- What to work on:
Return each line of the entries that contains the string "bottom", matching case exactly.

** Begin **

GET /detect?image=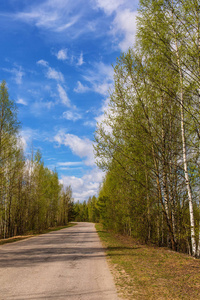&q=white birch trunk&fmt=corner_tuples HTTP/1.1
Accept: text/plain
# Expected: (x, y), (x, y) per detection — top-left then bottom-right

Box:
(172, 1), (197, 256)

** End **

- Result:
# Expected: (x, y), (x, y) per detection — top-left then bottom-right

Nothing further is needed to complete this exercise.